TEKS BACAAN
Label

Kamis, 27 Maret 2014

TAKUT AKAN KEMATIAN



TAKUT AKAN KEMATIAN



LATAR BELAKANG

Manusia selalu berusaha untuk bebas dari rasa takut. ketakutan manusia beraneka ragam, seperti takut kehilangan uang, takut kehilangan barang, takut kehilangan kedudukan, takut kehilangan muka, takut kehilangan harga diri, takut usia tua dan sebagainya. Namun, dari sejumlah ketakutan manusia tersebut masih ada hal yang paling ditakuti, yaitu kematian. Kematian inilah puncaknya rasa takut manusia (Mintargo, 2005:147).
Menurut Hadi (2000:164), rasa takut terutama sangat menonjol dalam menghadapi kematian. Orang tidak akan tenang menghadapi kematian, baik kematian orang yang dicintai maupun kematiannya sendiri. Kematian begitu riil dan nyata di dalam kehidupan manusia, akan tetapi tetap saja menimbulkan rasa takut dan kesedihan yang mendalam. Kematian merupakan kenyataan yang pasti dan merupakan bagian integral dari kehidupan manusia. Namun, kenyataan yang tidak terhindarkan ini, tidak mengakibatkan bahwa kematian merupakan topik yang menarik untuk dibicarakan, diulas, dan direnungkan. Kematian justru merupakan hal yang ingin dihindari dan disingkirkan dari kesadaran kehidupan manusia. Meskipun kematian bersifat imanen dan natural bagi manusia, tidak berarti bahwa kematian merupakan gejala yang bisa dipahami dan diterangkan secara gamblang.

URAIAN SOAL
Lanjutkan tulisan tentang rasa takut akan kematian di atas, dimulai tepat setelah kalimat terakhirnya.

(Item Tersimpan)
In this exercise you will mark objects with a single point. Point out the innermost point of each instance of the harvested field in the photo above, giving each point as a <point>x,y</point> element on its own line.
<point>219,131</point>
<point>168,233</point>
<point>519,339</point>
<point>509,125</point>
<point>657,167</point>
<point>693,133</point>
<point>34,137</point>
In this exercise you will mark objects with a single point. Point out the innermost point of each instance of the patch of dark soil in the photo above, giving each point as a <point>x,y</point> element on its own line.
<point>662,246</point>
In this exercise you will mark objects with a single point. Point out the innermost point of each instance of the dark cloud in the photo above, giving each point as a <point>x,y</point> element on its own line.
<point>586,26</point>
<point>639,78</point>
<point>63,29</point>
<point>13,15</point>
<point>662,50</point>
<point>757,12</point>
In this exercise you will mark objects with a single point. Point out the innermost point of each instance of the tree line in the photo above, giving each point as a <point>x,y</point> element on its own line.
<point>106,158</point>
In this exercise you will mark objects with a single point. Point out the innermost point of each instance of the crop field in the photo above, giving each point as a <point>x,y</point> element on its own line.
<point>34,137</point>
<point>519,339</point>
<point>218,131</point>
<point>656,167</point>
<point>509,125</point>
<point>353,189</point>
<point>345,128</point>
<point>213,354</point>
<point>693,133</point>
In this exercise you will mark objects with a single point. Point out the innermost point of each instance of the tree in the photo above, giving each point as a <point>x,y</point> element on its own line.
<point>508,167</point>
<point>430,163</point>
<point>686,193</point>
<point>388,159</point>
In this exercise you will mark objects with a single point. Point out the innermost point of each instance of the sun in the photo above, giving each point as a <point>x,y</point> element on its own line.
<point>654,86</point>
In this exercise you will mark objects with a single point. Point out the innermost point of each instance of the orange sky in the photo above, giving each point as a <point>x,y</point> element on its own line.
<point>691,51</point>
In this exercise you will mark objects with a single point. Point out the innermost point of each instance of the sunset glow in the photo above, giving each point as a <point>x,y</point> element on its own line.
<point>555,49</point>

JAWABAN AKHIR
Setiap manusia mengakhiri hidupnya dengan kematian, dan hal itu merupakan sebuah pengalaman. Karena manusia sadar terhadap kematiannya, maka kematian menimbulkan persoalan bagi manusia. Kematian manusia menimbulkan problema tersendiri. Manusia merasa takut dan bingung dalam menghadapi kematian. Sikap manusia terhadap kematian beraneka-ragam, ada yang bersifat budaya, ada yang bersifat keagamaan dan sebagainya. Bagi manusia yang masih hidup, kematian merupakan data empiris (Soelaeman, 2001:109).
Ketakutan terhadap kematian membuat topik ini tidak menarik untuk dibicarakan orang. Menurut Moody (2003:22), bahwa sebagian besar orang sangat sulit untuk diajak membicarakan tentang kematian. Setidaknya ada 2 (dua) alasan, yaitu alasan psikologis dan kebudayaan. Secara psikologis, membicarakan masalah kematian menghadapkan seseorang secara tidak langsung seakan-akan menghadapi kematiannya sendiri. Dengan membicarakannya  pada orang lain, membuat seseorang membayangkan dalam pikirannya, berada dalam situasi berhadapan dengan kematian. Jadi orang lebih suka menghindar dari topik pembicaraan tentang kematian. Alasan kedua, orang sukar membicarakan kematian karena budayanya. Kematian adalah masalah yang rumit. Sebagian besar bahasa manusia didapat dari hubungan pengalaman sensasi fisiknya. Sedangkan kematian sebagai sesuatu di luar jangkauan pengalaman sadar manusia. Orang yang sudah mati tidak bisa dihubungi, tidak dapat berkolerasi sehingga tidak didapat penjelasan yang sebenarnya.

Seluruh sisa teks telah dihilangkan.